— Begin Record set —

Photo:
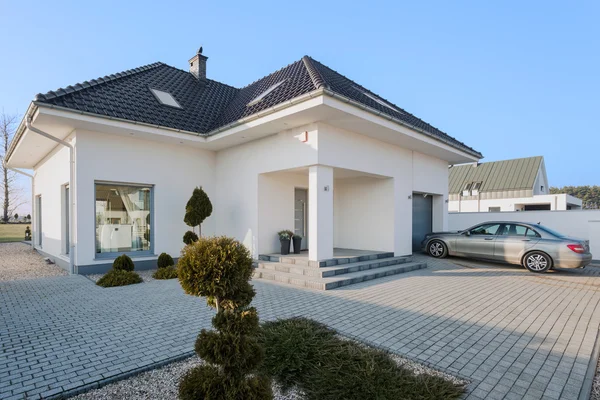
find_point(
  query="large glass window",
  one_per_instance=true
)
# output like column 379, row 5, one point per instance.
column 123, row 218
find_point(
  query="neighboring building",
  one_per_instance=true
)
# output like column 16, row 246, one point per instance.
column 303, row 148
column 510, row 185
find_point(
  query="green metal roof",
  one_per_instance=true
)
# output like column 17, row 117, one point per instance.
column 516, row 174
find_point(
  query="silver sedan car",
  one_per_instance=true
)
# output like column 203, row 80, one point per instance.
column 533, row 246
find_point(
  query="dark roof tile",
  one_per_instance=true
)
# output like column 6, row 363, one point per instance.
column 209, row 105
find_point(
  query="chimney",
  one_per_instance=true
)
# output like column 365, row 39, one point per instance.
column 198, row 65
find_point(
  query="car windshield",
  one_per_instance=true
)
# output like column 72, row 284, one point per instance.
column 548, row 230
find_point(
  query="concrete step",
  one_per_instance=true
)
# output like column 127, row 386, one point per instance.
column 338, row 280
column 291, row 259
column 325, row 272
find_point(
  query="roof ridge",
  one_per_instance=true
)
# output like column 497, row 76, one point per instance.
column 314, row 73
column 94, row 82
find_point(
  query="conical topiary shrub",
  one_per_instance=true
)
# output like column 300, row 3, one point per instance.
column 197, row 209
column 219, row 269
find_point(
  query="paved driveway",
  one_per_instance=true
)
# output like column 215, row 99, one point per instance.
column 514, row 334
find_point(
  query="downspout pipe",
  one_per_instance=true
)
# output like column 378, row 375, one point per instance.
column 5, row 166
column 71, row 188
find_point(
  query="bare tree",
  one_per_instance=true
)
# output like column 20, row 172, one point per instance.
column 10, row 193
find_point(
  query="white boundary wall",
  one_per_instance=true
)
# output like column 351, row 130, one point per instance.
column 584, row 224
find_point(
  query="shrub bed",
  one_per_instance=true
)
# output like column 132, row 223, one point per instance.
column 310, row 356
column 116, row 277
column 169, row 272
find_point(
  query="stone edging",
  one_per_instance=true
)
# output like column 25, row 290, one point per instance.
column 588, row 380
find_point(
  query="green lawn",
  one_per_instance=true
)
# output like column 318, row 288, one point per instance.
column 12, row 232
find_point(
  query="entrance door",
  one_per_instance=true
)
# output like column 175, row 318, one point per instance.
column 38, row 225
column 301, row 215
column 422, row 218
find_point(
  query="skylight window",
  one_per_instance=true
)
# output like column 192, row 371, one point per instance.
column 377, row 100
column 265, row 93
column 165, row 98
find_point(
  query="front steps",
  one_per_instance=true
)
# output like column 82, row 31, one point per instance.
column 333, row 273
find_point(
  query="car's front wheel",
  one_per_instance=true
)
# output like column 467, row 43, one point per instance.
column 437, row 249
column 536, row 261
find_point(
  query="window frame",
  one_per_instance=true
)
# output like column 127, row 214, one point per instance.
column 157, row 97
column 132, row 254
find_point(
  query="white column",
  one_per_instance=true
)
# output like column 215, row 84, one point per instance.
column 320, row 213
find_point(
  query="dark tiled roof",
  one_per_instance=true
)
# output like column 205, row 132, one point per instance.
column 128, row 96
column 209, row 105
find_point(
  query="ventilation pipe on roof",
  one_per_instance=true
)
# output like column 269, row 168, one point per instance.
column 71, row 188
column 5, row 166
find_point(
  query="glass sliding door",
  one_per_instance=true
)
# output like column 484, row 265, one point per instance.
column 123, row 219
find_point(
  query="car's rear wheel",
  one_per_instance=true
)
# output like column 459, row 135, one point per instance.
column 536, row 261
column 437, row 249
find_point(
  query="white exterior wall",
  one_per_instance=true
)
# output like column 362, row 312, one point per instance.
column 174, row 171
column 276, row 206
column 344, row 149
column 239, row 189
column 362, row 210
column 556, row 201
column 584, row 224
column 50, row 177
column 249, row 183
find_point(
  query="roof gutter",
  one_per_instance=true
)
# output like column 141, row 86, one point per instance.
column 260, row 114
column 398, row 121
column 271, row 110
column 71, row 187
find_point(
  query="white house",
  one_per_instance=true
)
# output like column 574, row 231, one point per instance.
column 303, row 148
column 509, row 185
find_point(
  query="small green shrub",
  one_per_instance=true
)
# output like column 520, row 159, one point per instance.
column 190, row 237
column 198, row 208
column 219, row 269
column 205, row 382
column 116, row 277
column 169, row 272
column 308, row 355
column 165, row 260
column 123, row 263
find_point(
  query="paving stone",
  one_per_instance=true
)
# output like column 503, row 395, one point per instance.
column 512, row 332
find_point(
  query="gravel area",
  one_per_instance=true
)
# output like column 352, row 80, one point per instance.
column 145, row 274
column 163, row 382
column 159, row 383
column 17, row 261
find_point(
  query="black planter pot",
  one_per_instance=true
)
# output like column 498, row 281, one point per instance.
column 285, row 246
column 297, row 244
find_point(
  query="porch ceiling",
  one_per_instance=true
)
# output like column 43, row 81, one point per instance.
column 338, row 173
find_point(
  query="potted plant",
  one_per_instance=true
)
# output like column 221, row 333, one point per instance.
column 297, row 239
column 285, row 240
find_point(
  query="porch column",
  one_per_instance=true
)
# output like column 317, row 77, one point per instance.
column 320, row 213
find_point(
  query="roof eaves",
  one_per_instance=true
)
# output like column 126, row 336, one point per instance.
column 345, row 99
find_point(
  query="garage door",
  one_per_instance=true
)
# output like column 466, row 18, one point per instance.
column 422, row 218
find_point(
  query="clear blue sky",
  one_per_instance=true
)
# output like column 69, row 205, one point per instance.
column 511, row 78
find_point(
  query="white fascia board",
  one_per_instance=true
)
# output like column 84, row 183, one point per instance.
column 379, row 118
column 116, row 124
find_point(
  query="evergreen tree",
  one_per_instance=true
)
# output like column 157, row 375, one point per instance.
column 197, row 209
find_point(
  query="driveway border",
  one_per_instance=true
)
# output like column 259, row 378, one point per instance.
column 588, row 381
column 107, row 381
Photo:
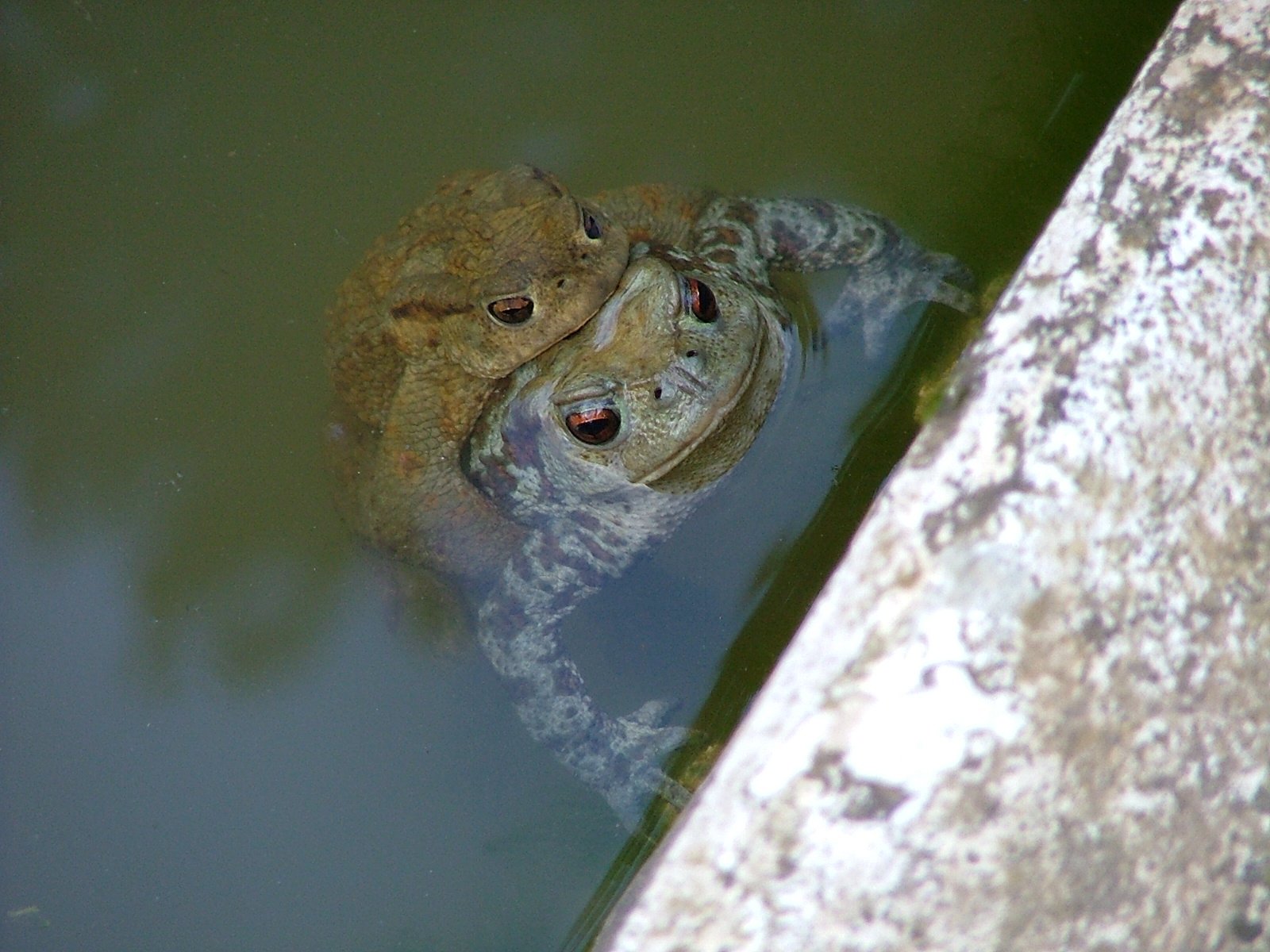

— End Record set —

What is needed: Copy all of the items above word for word, and leave out the pictures.

Reply:
Photo:
find_point(
  query="large glass window",
  one_per_instance=true
)
# output like column 379, row 5, one point per instance.
column 123, row 218
find_point(
  query="neighboring building",
  one_per_instance=true
)
# output like column 16, row 246, one point per instance.
column 303, row 148
column 510, row 185
find_point(
  query="green metal roof",
  one_per_instance=true
)
# output like column 17, row 117, one point per instance.
column 516, row 174
find_point(
  query="silver sedan car",
  one_per_instance=true
)
# output like column 203, row 80, one point per instance.
column 533, row 246
find_point(
  query="dark roof tile",
  one_per_instance=true
)
# output like column 6, row 363, one point per instance.
column 209, row 105
find_point(
  query="chimney",
  one_per_instance=true
)
# output like column 365, row 39, one point per instance.
column 198, row 65
find_point(
  query="car windshield",
  one_per_instance=true
)
# output like column 72, row 284, one point per instance.
column 548, row 230
find_point(
  query="concrete step",
  one_per_instance=true
)
# output like column 127, row 386, one point per instance.
column 338, row 280
column 291, row 259
column 325, row 272
find_point(
  query="roof ridge",
  one_per_instance=true
)
# output like column 497, row 76, one point per instance.
column 314, row 73
column 94, row 82
find_point(
  query="conical topiary shrub",
  one_per_instance=true
)
# output like column 300, row 3, one point per instance.
column 197, row 209
column 219, row 269
find_point(
  query="paved driveway",
  one_per_instance=true
)
# output like column 215, row 99, one point per instance.
column 514, row 334
find_point(
  query="downspout pipe",
  one_per_instance=true
)
# output like column 378, row 375, one point per instance.
column 5, row 166
column 71, row 188
find_point(
  query="bare tree",
  one_per_instance=true
)
# output like column 20, row 172, one point per instance.
column 10, row 193
find_point(
  query="white boundary wall",
  one_per_instance=true
)
# output like column 351, row 130, one point per instance.
column 584, row 224
find_point(
  query="shrub bed",
  one_per_instance=true
)
# output like column 132, row 223, one point per instance.
column 310, row 356
column 116, row 277
column 169, row 272
find_point(
  query="stone edging",
  one_per_instance=true
)
# output like column 25, row 290, one point per instance.
column 588, row 380
find_point(
  query="green lawn",
  one_per_instance=true
)
# output like column 318, row 288, one point per instance.
column 12, row 232
find_point(
  query="entrance door",
  one_per_instance=true
)
# output like column 175, row 318, one point per instance.
column 38, row 225
column 301, row 215
column 422, row 218
find_point(
  query="skylight window",
  one_per_instance=true
)
# output like column 192, row 371, one point per instance.
column 377, row 100
column 265, row 93
column 165, row 98
find_point(
  query="front steps",
  one_per_instance=true
)
# output like column 82, row 31, one point per instance.
column 333, row 273
find_point(
  query="car's front wheel",
  one_per_instance=true
)
# output like column 467, row 43, one point per instance.
column 437, row 249
column 536, row 261
find_point(
  query="window frame",
  one_per_instance=true
)
# output like column 127, row 214, one point per instance.
column 157, row 97
column 132, row 254
find_point(
  query="white column",
  one_per_instance=true
)
# output like column 215, row 84, one point per instance.
column 320, row 213
find_point(
  query="dark tiled roof",
  one_per_instance=true
)
# output like column 205, row 132, one point per instance.
column 128, row 96
column 209, row 105
find_point(
  query="ventilation pipe on roof",
  one_per_instance=true
)
# output like column 269, row 168, one point per instance.
column 71, row 188
column 5, row 166
find_point(
  query="glass sliding door",
  one_per_instance=true
)
# output like column 484, row 265, one point per instance.
column 123, row 219
find_point(
  query="car's rear wheel",
  one_per_instance=true
)
# output like column 459, row 135, one point per instance.
column 536, row 261
column 437, row 249
find_point(
  query="white exterior wall",
  one_per_instance=true
)
# output like column 362, row 312, one point per instance.
column 174, row 171
column 276, row 206
column 344, row 149
column 239, row 189
column 362, row 210
column 556, row 201
column 584, row 224
column 50, row 177
column 249, row 183
find_point(
  query="roof gutter",
  one_per_instance=true
)
# output like column 141, row 86, one point per instance.
column 260, row 114
column 398, row 121
column 271, row 110
column 71, row 187
find_point(
  query="white house",
  one_per_instance=true
)
# output like column 574, row 231, one point per instance.
column 303, row 148
column 509, row 185
find_point(
  query="small green shrub",
  one_per_instance=true
)
# output like column 520, row 159, one point per instance.
column 190, row 237
column 198, row 208
column 219, row 269
column 205, row 382
column 116, row 277
column 169, row 272
column 308, row 355
column 165, row 260
column 123, row 263
find_point(
  query="paving stone",
  one_per_instance=true
)
# output like column 503, row 395, one point per instance.
column 512, row 332
find_point(
  query="gravel area",
  one_per_instance=true
)
# output like column 352, row 80, one point per instance.
column 145, row 274
column 163, row 382
column 159, row 383
column 17, row 261
find_point(
  query="black planter pot",
  one_per_instance=true
)
# output like column 498, row 281, one point per instance.
column 285, row 246
column 297, row 244
find_point(
  query="porch ceiling",
  one_per_instance=true
)
# output like column 43, row 81, one point per instance.
column 338, row 173
find_point(
  query="potted plant",
  one_per_instance=true
)
# output like column 221, row 333, one point per instance.
column 297, row 239
column 285, row 240
find_point(
  query="porch column",
  one_per_instance=true
)
# output like column 317, row 77, one point per instance.
column 320, row 213
find_point(
  query="roof eaves",
  one_per_instance=true
)
# output like column 126, row 336, one point per instance.
column 345, row 99
find_point(
  query="garage door",
  one_per_instance=true
)
# output like column 466, row 18, one point per instance.
column 422, row 218
find_point(
  query="clear blue sky",
  one_per_instance=true
)
# output like column 69, row 205, one point per instance.
column 511, row 78
find_point(
  query="white fascia board",
  one_per_instance=true
)
# output like column 84, row 183, one point per instance.
column 379, row 118
column 116, row 124
find_point(
  query="evergreen tree",
  one_per_instance=true
)
# output like column 157, row 375, one point per instance.
column 197, row 209
find_point(
  query="driveway border",
  one_per_instance=true
)
# output like column 259, row 378, one point per instance.
column 588, row 381
column 107, row 381
Photo:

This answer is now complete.